> **Brano fornito**:
◇ ◇ ◇ ◇

Talvolta, esiste ancora la convinzione che l”uso delle maniere forti nei confronti degli alunni minori siano utili a correggere e ad educare. Il caso che trattiamo si configura come caso grave.
La nozione giuridica di abuso dei mezzi di correzione va interpretata in sintonia con l’evoluzione del concetto di "abuso sul minore", che si concretizza allorché si configuri un comportamento che umilia, svaluta, denigra e sottopone a sevizie psicologiche un minore, causandogli pericoli per la salute, anche se compiute con soggettiva intenzione correttiva o disciplinare.
Il caso
Il C., in qualità di maestro di scuola elementare presso l’Istituto “K.”, maltrattava i propri alunni; alcuni in particolare, erano percossi con calci e schiaffi.
Condannato in appello, ricorre per cassazione.
Correttamente, con adeguata ed esaustiva motivazione, i giudici del merito hanno assunto a base della ricostruzione dei fatti le dichiarazioni rese dai minori.
Da queste, è emerso abbastanza chiaramente come il C., indicato da tutti come il maestro "X.", usava quelle che si dicono "maniere forti" per mantenere la disciplina nella classe e cercare di insegnare qualcosa ai suoi alunni. “Il maestro X. … dava botte tutti i giorni a tutti i bambini, specialmente a quelli più monelli”, questo il leit motiv delle dichiarazioni.
Il fatto commesso dall’imputato, viene qualificato come abuso dei mezzi di correzione ed appare davvero al limite del più grave delitto di maltrattamenti, non potendosi, comunque, ignorare, con specifico riferimento alle espressioni linguistiche utilizzate nell’art. 571 c.p., che la nozione giuridica di abuso dei mezzi di correzione va interpretata in sintonia con l’evoluzione del concetto di "abuso sul minore", che si concretizza – ex art. 571 c.p. (nella ricorrenza dell’abitualità e del necessario elemento soggettivo) – allorché si configuri un comportamento doloso, attivo od omissivo, mantenuto per un tempo apprezzabile, che umilia, svaluta, denigra e sottopone a sevizie psicologiche un minore, causandogli pericoli per la salute, anche se compiute con soggettiva intenzione correttiva o disciplinare.
(Cassazione Sez. VI penale. Sentenza 24 aprile – 13 settembre 2007, n. 34674)

◇ ◇ ◇ ◇

> **Compito assegnato A**: Riassumi il brano in due frasi.
> **Compito assegnato B**: Elenca le azioni che, secondo il brano, un comportamento compie verso un minore perché si concretizzi un "abuso sul minore".
> **Compito assegnato C**: Restituisci il tratto del brano che va da "Talvolta, esiste ancora" fino a "come caso grave.".

(Voci salvate)
◇ ◇ ◇ ◇

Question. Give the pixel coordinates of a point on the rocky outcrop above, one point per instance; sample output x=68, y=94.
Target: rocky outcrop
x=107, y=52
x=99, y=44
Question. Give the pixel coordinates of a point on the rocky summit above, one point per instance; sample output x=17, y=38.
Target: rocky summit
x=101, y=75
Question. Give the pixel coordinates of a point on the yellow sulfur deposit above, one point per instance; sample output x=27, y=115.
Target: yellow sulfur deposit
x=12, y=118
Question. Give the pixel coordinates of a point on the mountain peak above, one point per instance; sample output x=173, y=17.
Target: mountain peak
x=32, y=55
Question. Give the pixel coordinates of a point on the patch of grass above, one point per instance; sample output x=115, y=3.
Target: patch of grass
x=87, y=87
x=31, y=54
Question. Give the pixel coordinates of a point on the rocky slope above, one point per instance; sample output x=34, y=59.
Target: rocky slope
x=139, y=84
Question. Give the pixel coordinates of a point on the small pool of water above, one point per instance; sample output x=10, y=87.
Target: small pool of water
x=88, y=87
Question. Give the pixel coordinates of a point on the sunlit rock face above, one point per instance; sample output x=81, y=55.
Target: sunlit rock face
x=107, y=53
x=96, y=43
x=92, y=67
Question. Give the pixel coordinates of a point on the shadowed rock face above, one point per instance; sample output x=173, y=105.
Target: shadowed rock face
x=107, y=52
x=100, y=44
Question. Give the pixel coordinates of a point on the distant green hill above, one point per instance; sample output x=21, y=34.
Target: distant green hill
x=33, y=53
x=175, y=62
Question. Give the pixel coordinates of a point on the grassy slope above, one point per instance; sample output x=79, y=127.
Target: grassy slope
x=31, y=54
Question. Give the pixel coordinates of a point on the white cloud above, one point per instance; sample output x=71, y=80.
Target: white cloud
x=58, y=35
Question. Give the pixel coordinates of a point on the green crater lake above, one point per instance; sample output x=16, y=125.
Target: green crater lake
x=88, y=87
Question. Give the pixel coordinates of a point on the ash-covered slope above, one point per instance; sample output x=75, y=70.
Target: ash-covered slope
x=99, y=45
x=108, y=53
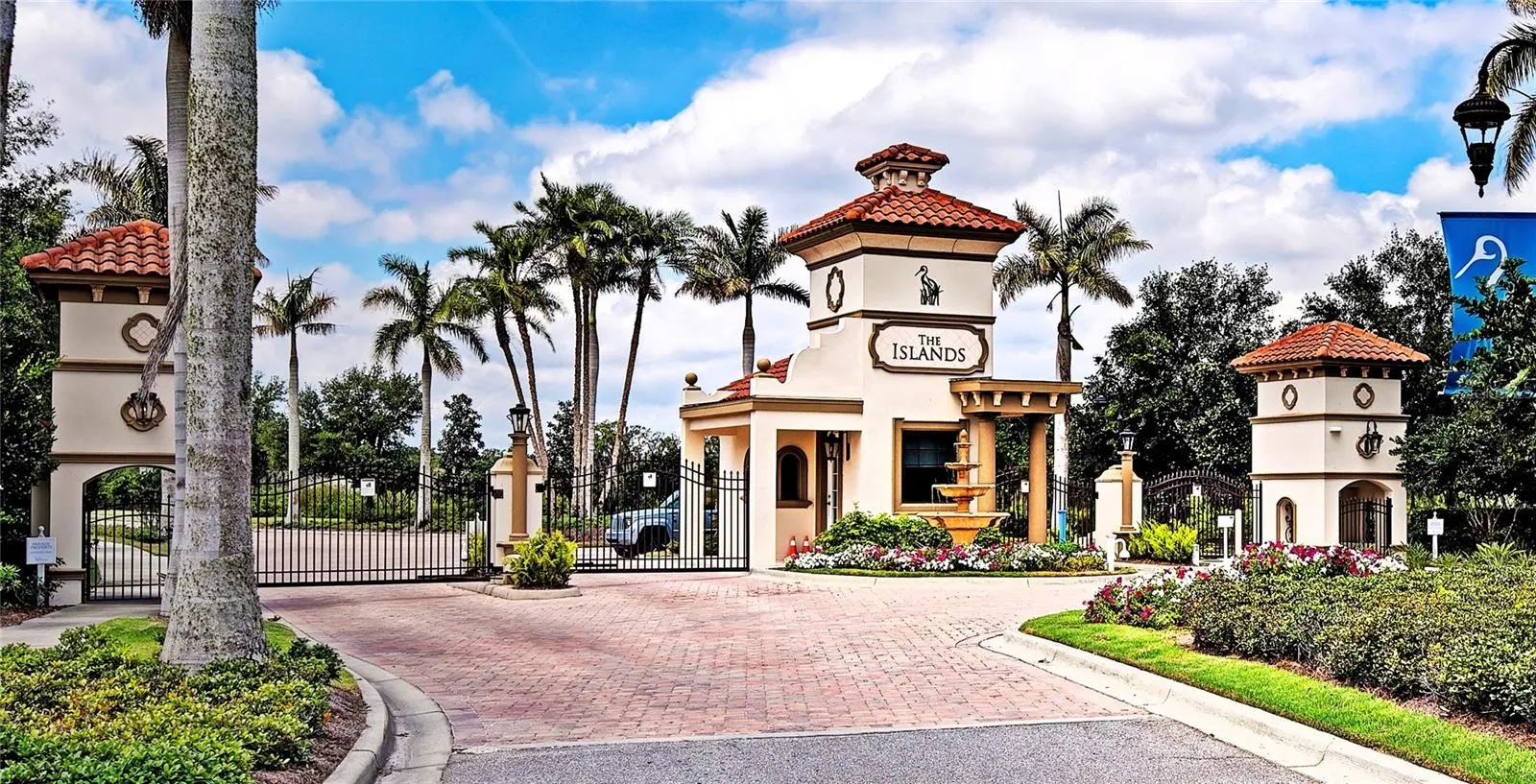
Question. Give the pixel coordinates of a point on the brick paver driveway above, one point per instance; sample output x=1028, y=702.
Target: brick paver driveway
x=678, y=655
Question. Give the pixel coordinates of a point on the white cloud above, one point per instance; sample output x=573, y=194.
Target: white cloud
x=452, y=107
x=311, y=207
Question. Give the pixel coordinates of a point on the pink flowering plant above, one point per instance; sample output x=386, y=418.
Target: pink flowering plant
x=1005, y=558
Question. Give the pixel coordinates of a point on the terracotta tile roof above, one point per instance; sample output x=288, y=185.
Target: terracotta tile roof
x=903, y=154
x=137, y=248
x=742, y=389
x=924, y=207
x=1331, y=341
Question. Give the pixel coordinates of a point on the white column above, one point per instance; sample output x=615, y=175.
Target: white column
x=691, y=494
x=762, y=522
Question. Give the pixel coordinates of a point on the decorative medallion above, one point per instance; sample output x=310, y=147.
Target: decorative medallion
x=140, y=415
x=140, y=330
x=1287, y=396
x=928, y=289
x=1364, y=394
x=834, y=289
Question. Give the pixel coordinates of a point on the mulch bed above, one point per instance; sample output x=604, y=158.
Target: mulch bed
x=14, y=615
x=349, y=715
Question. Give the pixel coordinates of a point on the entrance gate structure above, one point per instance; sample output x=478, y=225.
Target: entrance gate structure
x=1198, y=497
x=652, y=517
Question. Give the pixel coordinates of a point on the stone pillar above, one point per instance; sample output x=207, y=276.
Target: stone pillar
x=1039, y=482
x=983, y=450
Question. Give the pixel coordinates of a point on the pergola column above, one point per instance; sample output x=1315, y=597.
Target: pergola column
x=1039, y=481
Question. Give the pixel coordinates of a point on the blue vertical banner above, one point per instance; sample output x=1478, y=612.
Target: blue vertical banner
x=1476, y=246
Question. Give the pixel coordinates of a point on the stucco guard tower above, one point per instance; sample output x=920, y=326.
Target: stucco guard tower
x=111, y=290
x=899, y=363
x=1329, y=410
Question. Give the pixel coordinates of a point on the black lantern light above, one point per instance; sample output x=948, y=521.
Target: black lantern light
x=521, y=417
x=1476, y=117
x=1128, y=436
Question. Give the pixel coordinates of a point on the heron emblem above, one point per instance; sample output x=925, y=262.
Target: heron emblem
x=928, y=295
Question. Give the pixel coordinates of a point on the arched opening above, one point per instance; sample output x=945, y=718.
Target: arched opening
x=1286, y=522
x=793, y=487
x=1364, y=516
x=127, y=522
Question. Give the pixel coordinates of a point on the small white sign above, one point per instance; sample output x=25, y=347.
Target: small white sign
x=40, y=550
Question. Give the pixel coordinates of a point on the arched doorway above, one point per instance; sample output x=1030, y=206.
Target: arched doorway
x=127, y=517
x=1364, y=516
x=1286, y=520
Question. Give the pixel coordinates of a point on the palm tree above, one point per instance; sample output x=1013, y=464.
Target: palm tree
x=581, y=226
x=299, y=310
x=215, y=614
x=739, y=263
x=432, y=317
x=1067, y=255
x=652, y=240
x=1513, y=64
x=7, y=45
x=514, y=282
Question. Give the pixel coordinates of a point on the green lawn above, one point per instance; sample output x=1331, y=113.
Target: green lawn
x=1336, y=709
x=142, y=637
x=877, y=573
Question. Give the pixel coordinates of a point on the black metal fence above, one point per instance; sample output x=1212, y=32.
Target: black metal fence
x=639, y=516
x=1198, y=499
x=1079, y=499
x=1366, y=523
x=128, y=516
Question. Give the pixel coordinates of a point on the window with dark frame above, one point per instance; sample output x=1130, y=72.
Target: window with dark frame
x=924, y=458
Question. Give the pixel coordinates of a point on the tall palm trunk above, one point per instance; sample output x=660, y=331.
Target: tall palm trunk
x=7, y=45
x=629, y=381
x=215, y=612
x=424, y=470
x=179, y=69
x=504, y=341
x=294, y=427
x=749, y=340
x=1064, y=373
x=534, y=392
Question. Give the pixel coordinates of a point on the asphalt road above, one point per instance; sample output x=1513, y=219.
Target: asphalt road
x=1136, y=750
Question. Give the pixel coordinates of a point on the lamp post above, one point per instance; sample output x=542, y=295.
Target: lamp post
x=1128, y=450
x=1481, y=114
x=519, y=416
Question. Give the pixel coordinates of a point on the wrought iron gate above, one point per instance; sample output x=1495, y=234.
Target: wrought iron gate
x=1198, y=497
x=128, y=516
x=1366, y=523
x=639, y=517
x=1080, y=501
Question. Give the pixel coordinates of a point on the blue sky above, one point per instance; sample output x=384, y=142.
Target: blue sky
x=1284, y=133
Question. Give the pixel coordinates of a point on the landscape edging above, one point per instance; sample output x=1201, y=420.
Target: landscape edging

◇ ◇ ◇ ◇

> **La tua soluzione A**: Il C., maestro di scuola elementare, maltrattava i propri alunni, percuotendone alcuni con calci e schiaffi, e, condannato in appello, ricorre per cassazione. Il fatto viene qualificato come abuso dei mezzi di correzione, nozione da interpretare in sintonia con l'evoluzione del concetto di "abuso sul minore", che si configura anche quando i comportamenti sono compiuti con intenzione correttiva o disciplinare.

> **La tua soluzione B**:
- umilia
- svaluta
- denigra
- sottopone a sevizie psicologiche

> **La tua soluzione C**:
Talvolta, esiste ancora la convinzione che l”uso delle maniere forti nei confronti degli alunni minori siano utili a correggere e ad educare. Il caso che trattiamo si configura come caso grave.